Perintah Tugas: Sebutkan semua isi satu paket menu hari Kamis, 20 Maret 2025 yang tercantum dalam teks tentang hidangan sepuluh malam terakhir Ramadan.

Teks Bacaan:
Rolasan Sepuluh Malam Terakhir Ramadan
Rolasan adalah kata yang biasa dipakai para pekerja untuk istirahat dan makan siang yang merujuk pada waktu jam dua belas siang. Tulisan ini adalah upayaku untuk mendokumentasikan kegiatan sepuluh malam terakhir di masjid kami. Espesiali dari sisi kuliner. Hidangan yang disajikan untuk mengisi kembali tangki energi jamaah yang menghendaki hambayang sampai tengah malam, bahkan dini hari. Selamat membaca dan semoga kebaikan selalu berpihak pada mereka yang mengupayakannya.
Kamis, 20 Maret 2025
Menu hari ini diprakasai oleh Mbok Yam, anaknya, & mantunya. Tak perlu diragukan lagi bahwa akan ada rambak yang turut eksis mengingat ketiganya keluarga juragan rambak. Seret. Satu paketnya terdiri dari nasi, semur yang ditelur, acar, kreni, jeruk, dan primadona kita, si rambak. Sayang, aku yang malam ini datang terlambat kebagian beberapa sisi nasi yang kami sebut mlethis. Bukan pera, tapi lebih ke kurang air. Kering. Syukurlah, hal itu tidak menghancurkan kenikmatan satu kotak penuh.
Di dalam sambel glindhing yang tidak sepedas kritik dosen itu terselip beberapa lembar rambak yang sudah lemas. Semur yang ditelur juga cukup kuat mengimbangi, manisnya pas. Jika kreni dan semur yang ditelur adalah tesis dan anti-tesis, acar menjadi katalis sintesis. Rasa segar dari paduan cuka, timun, nanas, wortel, dan cabai membuat lidah bersedia mendamaikan kreni dan semur yang ditelur. Tidak lupa sebutir jeruk yang menutup sajian malam ini dengan tenang dan penuh kenyamanan.

Bahan yang Disediakan:
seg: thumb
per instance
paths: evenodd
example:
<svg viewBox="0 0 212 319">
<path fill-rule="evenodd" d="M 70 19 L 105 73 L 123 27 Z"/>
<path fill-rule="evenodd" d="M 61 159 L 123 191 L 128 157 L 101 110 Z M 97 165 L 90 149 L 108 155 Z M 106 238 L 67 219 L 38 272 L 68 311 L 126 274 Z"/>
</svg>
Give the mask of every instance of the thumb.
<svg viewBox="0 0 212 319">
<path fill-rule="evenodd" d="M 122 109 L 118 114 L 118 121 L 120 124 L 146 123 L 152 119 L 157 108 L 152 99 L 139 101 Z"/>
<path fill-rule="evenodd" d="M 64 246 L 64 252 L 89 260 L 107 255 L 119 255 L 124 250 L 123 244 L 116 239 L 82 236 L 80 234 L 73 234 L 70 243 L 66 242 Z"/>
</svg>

Jawaban Latihan:
- nasi
- semur yang ditelur
- acar
- kreni
- jeruk
- rambak